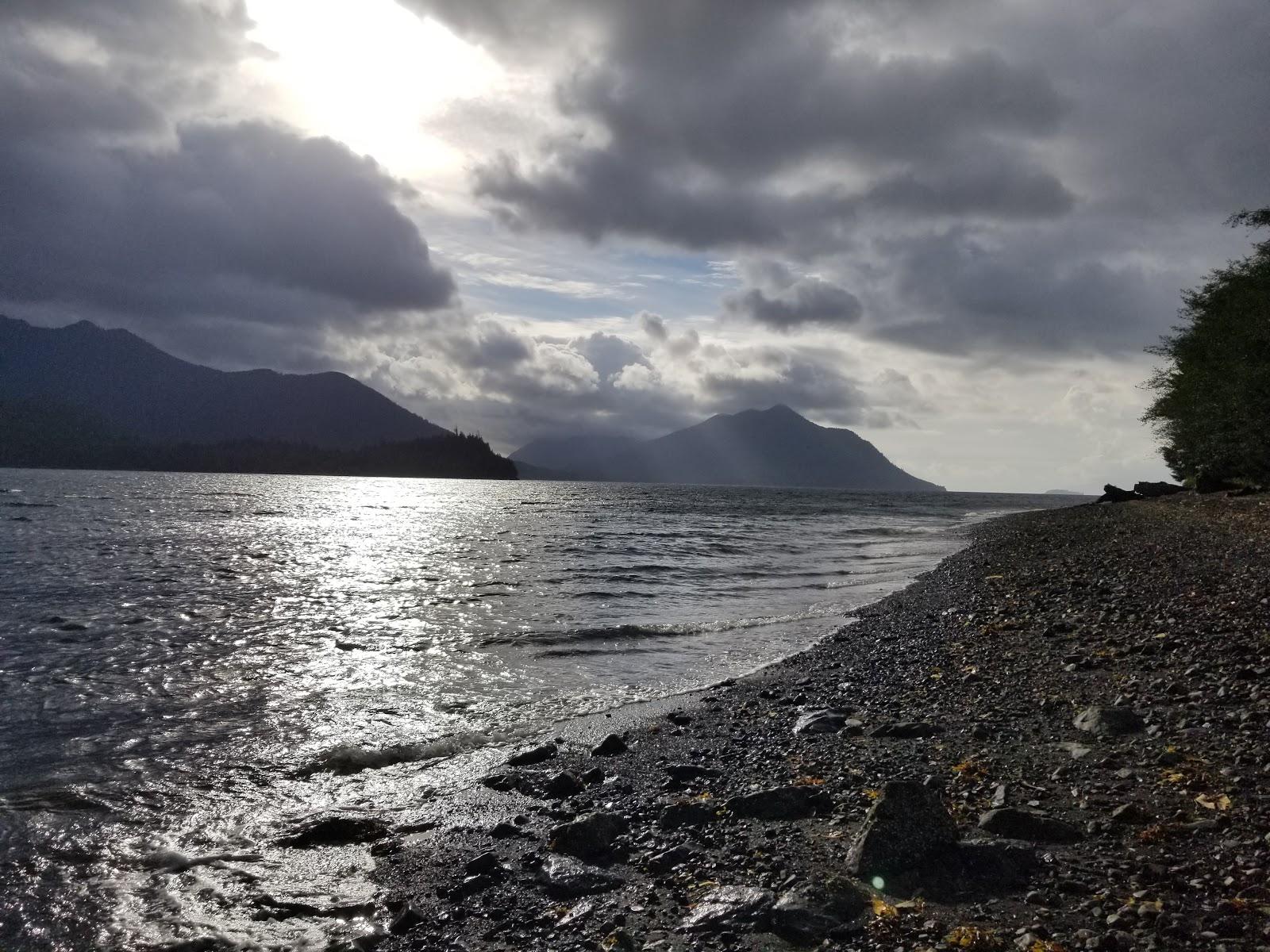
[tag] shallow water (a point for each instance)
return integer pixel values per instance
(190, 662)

+ + + + +

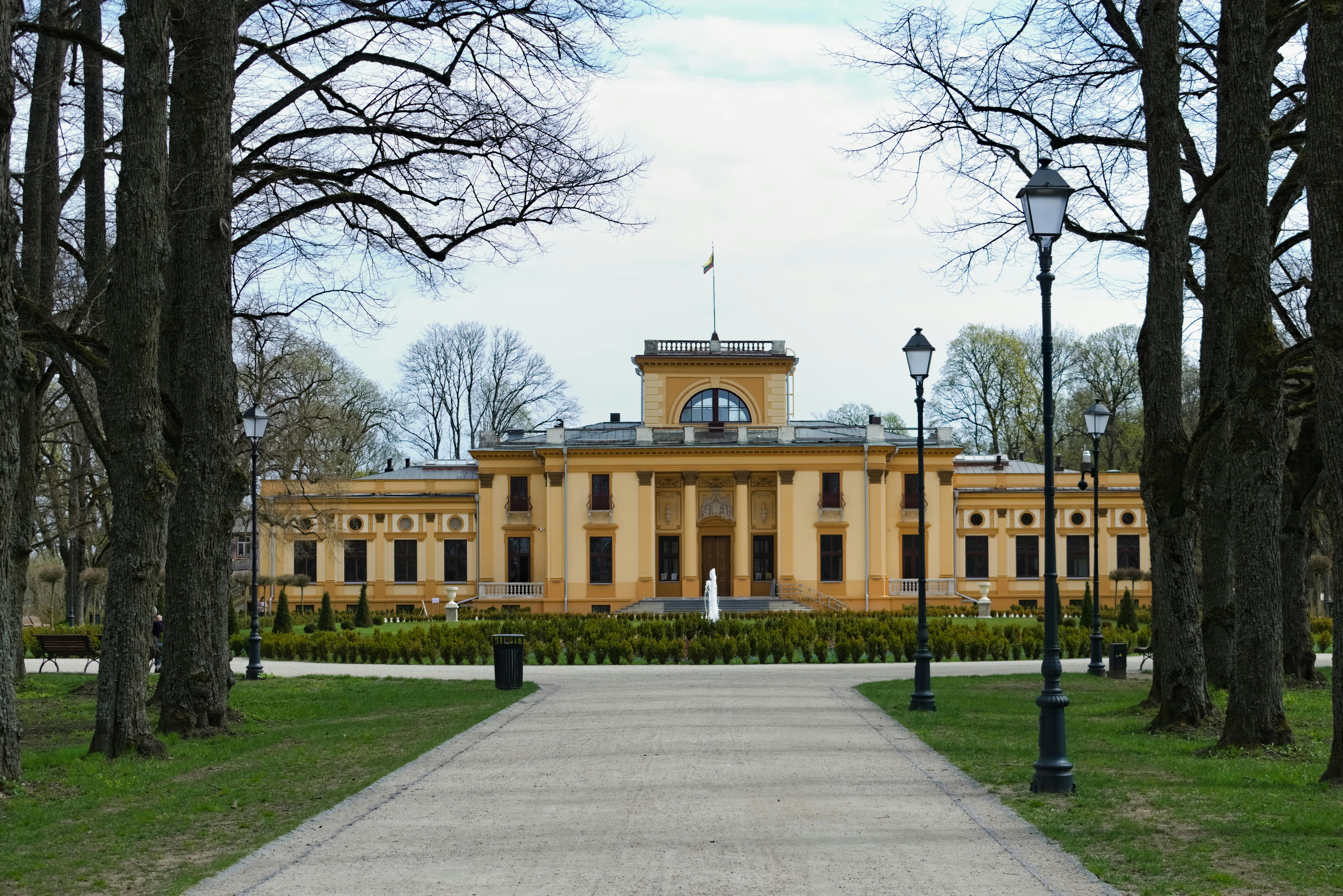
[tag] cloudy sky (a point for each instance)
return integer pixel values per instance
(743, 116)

+ + + + +

→ OBJECTIVE:
Pick out every line above that contains the word "each", treating uppercase and lowercase as different.

→ RESULT BELOW:
[tag] shallow water (a point for each instance)
[tag] cloudy sky (a point for each instance)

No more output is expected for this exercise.